Records from a dataset
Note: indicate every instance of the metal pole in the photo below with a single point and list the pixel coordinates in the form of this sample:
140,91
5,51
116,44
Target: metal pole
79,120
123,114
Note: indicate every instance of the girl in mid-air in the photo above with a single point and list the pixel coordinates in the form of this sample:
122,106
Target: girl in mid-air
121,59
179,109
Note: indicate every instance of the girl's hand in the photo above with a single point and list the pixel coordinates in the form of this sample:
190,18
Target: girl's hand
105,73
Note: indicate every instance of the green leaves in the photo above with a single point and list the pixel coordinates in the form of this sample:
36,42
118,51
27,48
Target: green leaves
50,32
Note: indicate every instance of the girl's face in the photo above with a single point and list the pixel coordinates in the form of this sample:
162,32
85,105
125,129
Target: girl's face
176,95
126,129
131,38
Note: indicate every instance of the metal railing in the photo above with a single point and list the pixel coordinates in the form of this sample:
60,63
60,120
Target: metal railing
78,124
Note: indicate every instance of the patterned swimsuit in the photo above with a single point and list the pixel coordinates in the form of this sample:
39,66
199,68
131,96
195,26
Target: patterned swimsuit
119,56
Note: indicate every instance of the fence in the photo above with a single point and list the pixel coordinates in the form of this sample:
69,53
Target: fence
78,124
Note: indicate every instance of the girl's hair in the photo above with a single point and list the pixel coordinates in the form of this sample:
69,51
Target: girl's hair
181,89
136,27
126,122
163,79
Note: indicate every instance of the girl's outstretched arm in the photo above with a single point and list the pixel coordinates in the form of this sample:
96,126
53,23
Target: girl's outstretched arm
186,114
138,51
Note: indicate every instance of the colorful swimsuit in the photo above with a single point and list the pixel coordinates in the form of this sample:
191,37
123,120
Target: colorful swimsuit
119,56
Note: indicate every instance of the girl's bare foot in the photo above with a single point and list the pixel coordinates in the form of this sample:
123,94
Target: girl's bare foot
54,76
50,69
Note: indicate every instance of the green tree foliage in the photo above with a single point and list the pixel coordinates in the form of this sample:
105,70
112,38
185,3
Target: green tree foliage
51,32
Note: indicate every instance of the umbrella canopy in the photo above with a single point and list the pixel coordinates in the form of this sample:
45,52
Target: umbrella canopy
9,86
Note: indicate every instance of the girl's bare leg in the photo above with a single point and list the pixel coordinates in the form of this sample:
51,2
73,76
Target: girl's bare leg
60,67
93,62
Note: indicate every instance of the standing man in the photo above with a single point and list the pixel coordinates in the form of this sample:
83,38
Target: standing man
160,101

--

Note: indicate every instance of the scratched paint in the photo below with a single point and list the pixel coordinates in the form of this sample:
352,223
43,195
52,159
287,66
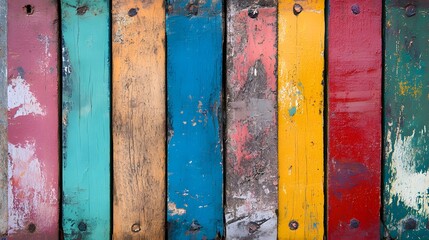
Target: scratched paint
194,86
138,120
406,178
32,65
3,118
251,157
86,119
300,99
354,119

Work order — For every line above that includes the word "below", return the line.

Answer box —
Note: indicate every instance of the metal pole in the photo below with a single point and list the pixel coordinates in the form of this sample:
Note: indicate every instance of the scratched paint in the photo below with a single point and list the pixel coordinates in the form of this sample:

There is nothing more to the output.